PASSAGE:
## begin

Pete Dye and his wife Alice Dye met in the late 1940s when they were both studying at Rollins College in Winter Park, Florida. They then married and moved to Indianapolis, Alice’s home city, where their two sons, Perry Dye and Paul Burke (PB as he’s known), were born.
Pete eventually left a very profitable job in insurance to pursue his vocation in golf course design and Alice followed him into their chosen profession as soon as the children became older. It wasn’t too long before both sons also became involved in what then became a family business.
Geoff Cornish and Ron Whitten in The Golf Course wrote the following about PB:
“P.B. Dye attended the University of Tampa (Fla.) for several years, but his career choice was always golf course design. As the younger son of golf architect Pete and Alice Dye, he learned more about the subject at home and working on various family projects than he did at any school.
Resembling his father in voice and mannerisms and his mother in physical appearance, P.B. Dye developed a golf game, and creativity in course design, that rivalled both of them.
Some of his earliest collaborations with his father attracted immediate national attention. Long Cove Club on Hilton Head Island, South Carolina was named one of America’s 100 Greatest Courses only two years after it opened. Their creation of The Honors course, near Chattanooga, Tennessee was named the Best New Private course of 1984.”

## end

WRITTEN EXERCISE A:
For the passage on the Dye family, state whether each statement agrees with it: (i) Pete and Alice Dye met while both were students at Rollins College; (ii) the two Dye sons were born in Winter Park, Florida; (iii) Long Cove Club was named one of America’s 100 Greatest Courses five years after it opened. Answer yes or no for each and quote the words of the passage that decide it.
The passage on the Dye family and the records that follow bear no relation to each other.

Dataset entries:

## begin

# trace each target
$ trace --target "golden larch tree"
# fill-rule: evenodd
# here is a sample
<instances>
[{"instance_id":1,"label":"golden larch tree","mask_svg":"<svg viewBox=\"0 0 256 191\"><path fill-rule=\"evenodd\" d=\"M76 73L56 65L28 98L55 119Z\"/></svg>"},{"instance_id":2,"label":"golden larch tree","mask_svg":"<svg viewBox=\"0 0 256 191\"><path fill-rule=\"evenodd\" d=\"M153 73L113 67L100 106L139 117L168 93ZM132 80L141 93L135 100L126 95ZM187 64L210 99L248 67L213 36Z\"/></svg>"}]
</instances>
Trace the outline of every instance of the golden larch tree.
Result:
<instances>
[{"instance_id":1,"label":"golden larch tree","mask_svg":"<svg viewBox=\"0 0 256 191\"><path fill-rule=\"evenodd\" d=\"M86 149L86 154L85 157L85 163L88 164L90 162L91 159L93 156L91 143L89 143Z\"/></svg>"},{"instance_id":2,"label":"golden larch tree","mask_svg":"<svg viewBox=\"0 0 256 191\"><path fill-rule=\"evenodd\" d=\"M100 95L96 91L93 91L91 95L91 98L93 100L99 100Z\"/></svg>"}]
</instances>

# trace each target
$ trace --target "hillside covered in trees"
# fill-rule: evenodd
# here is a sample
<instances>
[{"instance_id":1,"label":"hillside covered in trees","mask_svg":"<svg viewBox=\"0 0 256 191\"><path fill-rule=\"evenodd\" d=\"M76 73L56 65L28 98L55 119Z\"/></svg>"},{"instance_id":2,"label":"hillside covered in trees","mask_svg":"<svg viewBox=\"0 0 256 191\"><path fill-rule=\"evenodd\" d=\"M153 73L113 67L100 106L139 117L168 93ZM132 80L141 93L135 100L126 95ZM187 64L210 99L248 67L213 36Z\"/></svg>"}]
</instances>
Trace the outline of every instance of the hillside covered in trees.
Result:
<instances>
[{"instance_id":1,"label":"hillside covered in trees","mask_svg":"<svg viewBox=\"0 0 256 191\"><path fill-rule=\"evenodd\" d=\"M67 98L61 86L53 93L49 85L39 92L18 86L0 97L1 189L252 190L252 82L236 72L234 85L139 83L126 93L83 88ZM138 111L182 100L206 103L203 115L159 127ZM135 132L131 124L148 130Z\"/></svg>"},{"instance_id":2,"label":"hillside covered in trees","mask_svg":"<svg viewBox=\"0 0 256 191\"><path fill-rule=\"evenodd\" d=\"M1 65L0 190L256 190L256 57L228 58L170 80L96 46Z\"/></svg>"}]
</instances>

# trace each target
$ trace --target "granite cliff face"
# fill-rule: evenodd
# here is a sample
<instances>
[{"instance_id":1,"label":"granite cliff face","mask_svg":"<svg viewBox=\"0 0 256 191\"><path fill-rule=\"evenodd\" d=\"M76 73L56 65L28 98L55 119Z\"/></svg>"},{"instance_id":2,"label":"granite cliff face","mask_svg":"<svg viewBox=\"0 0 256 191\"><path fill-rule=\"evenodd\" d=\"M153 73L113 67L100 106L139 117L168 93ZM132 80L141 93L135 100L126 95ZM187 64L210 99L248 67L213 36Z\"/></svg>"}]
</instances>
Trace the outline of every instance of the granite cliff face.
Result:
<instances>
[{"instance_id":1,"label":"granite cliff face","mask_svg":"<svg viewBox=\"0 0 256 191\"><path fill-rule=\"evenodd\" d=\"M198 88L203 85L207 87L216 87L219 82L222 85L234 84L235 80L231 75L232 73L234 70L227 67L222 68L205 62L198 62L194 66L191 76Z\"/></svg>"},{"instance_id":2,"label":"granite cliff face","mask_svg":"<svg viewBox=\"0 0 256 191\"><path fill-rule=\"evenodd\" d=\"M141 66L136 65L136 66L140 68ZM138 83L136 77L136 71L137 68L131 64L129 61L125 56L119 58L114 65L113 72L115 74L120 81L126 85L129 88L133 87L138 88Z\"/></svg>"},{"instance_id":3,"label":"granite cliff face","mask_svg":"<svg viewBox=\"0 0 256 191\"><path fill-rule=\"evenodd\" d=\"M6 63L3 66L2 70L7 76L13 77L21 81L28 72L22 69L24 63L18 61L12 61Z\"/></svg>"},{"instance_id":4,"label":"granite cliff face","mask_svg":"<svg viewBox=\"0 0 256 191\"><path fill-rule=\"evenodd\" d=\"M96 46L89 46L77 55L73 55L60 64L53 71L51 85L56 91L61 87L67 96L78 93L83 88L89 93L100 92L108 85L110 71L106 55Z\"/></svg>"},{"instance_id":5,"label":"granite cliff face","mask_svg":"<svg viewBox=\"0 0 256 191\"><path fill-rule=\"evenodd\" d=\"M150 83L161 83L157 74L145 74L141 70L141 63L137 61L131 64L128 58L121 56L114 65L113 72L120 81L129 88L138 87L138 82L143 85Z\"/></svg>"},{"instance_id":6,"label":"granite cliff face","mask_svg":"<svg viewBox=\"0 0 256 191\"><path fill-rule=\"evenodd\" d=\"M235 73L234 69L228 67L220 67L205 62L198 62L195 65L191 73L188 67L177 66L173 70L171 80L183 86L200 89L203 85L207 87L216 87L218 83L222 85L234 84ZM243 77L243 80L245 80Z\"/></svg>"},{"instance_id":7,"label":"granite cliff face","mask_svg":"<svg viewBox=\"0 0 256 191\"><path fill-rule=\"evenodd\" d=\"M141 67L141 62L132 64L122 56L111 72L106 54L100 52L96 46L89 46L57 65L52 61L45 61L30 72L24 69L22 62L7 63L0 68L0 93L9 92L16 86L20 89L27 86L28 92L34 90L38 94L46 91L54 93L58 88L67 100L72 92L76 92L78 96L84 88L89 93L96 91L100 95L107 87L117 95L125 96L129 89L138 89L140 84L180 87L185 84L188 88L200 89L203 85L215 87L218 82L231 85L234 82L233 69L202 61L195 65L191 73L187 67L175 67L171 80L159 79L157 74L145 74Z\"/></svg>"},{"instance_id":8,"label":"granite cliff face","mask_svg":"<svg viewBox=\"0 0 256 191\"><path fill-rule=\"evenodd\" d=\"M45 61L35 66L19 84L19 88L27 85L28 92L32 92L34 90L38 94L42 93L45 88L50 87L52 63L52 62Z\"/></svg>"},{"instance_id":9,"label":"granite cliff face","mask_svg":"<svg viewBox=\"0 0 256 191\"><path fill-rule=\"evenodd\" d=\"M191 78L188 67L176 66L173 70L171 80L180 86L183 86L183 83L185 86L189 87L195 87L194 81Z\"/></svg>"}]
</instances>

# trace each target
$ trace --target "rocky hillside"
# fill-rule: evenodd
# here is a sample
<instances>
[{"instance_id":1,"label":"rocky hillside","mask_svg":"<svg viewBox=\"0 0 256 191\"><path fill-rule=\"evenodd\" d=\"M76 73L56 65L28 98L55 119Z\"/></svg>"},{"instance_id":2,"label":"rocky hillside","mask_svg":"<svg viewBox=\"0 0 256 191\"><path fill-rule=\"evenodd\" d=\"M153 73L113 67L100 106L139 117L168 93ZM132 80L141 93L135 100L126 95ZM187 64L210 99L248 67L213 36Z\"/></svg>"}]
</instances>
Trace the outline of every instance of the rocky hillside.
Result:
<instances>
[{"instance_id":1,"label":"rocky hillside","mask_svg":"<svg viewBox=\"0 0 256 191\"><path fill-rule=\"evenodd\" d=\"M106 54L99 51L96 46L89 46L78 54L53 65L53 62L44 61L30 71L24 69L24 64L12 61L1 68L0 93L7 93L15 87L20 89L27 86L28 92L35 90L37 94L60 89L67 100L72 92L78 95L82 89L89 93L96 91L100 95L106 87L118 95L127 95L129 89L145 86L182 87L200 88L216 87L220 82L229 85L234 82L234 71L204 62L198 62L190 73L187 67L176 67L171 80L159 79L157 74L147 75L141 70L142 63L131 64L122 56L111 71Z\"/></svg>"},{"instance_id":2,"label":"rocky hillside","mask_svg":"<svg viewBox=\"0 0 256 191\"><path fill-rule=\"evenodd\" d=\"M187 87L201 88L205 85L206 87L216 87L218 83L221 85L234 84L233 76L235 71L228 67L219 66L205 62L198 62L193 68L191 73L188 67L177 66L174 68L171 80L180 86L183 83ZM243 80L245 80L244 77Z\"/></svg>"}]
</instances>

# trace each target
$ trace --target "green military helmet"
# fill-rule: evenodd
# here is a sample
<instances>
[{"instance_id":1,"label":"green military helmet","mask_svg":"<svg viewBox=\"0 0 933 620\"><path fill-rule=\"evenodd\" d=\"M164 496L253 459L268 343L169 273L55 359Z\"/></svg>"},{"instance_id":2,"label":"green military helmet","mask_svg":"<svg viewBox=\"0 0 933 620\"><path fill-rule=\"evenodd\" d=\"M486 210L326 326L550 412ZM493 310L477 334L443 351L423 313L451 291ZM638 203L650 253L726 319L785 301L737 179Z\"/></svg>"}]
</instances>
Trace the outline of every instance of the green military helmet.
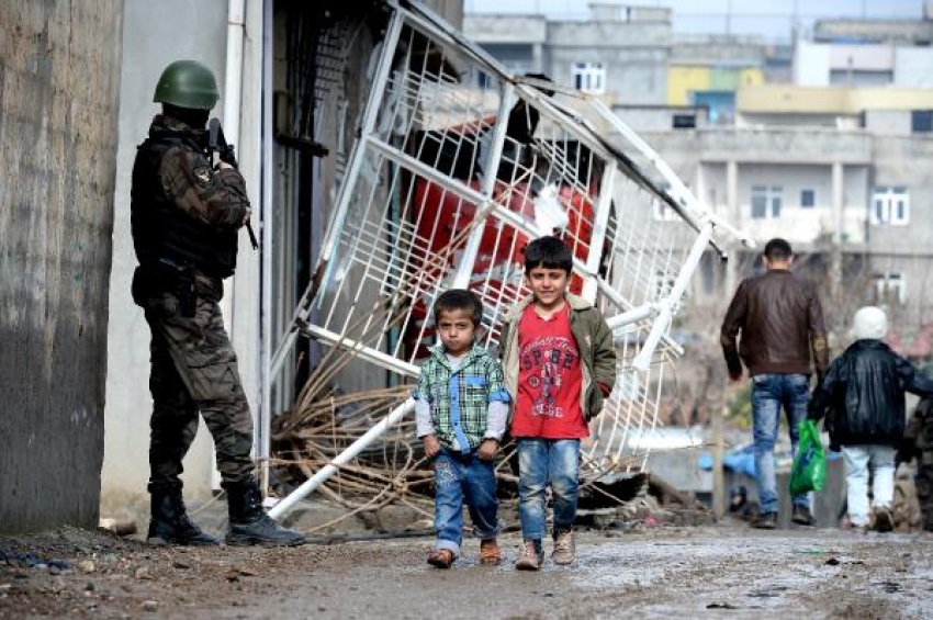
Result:
<instances>
[{"instance_id":1,"label":"green military helmet","mask_svg":"<svg viewBox=\"0 0 933 620\"><path fill-rule=\"evenodd\" d=\"M162 71L153 101L211 110L220 98L217 80L211 69L196 60L176 60Z\"/></svg>"}]
</instances>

## end

WRITTEN EXERCISE B:
Show every line of the records that contains the word "military".

OUTPUT A:
(i) Yes: "met in the late 1940s when they were both studying at Rollins College in Winter Park, Florida"
(ii) No: "moved to Indianapolis, Alice’s home city, where their two sons, Perry Dye and Paul Burke (PB as he’s known), were born"
(iii) No: "was named one of America’s 100 Greatest Courses only two years after it opened"

OUTPUT B:
$ trace --target "green military helmet"
[{"instance_id":1,"label":"green military helmet","mask_svg":"<svg viewBox=\"0 0 933 620\"><path fill-rule=\"evenodd\" d=\"M164 496L253 459L268 343L169 273L55 359Z\"/></svg>"},{"instance_id":2,"label":"green military helmet","mask_svg":"<svg viewBox=\"0 0 933 620\"><path fill-rule=\"evenodd\" d=\"M486 210L326 326L550 412ZM493 310L477 334L443 351L423 313L451 291ZM638 203L650 253L726 319L785 301L737 179Z\"/></svg>"}]
Trace the outline of every instance of the green military helmet.
[{"instance_id":1,"label":"green military helmet","mask_svg":"<svg viewBox=\"0 0 933 620\"><path fill-rule=\"evenodd\" d=\"M162 71L153 101L211 110L220 98L217 80L211 69L196 60L176 60Z\"/></svg>"}]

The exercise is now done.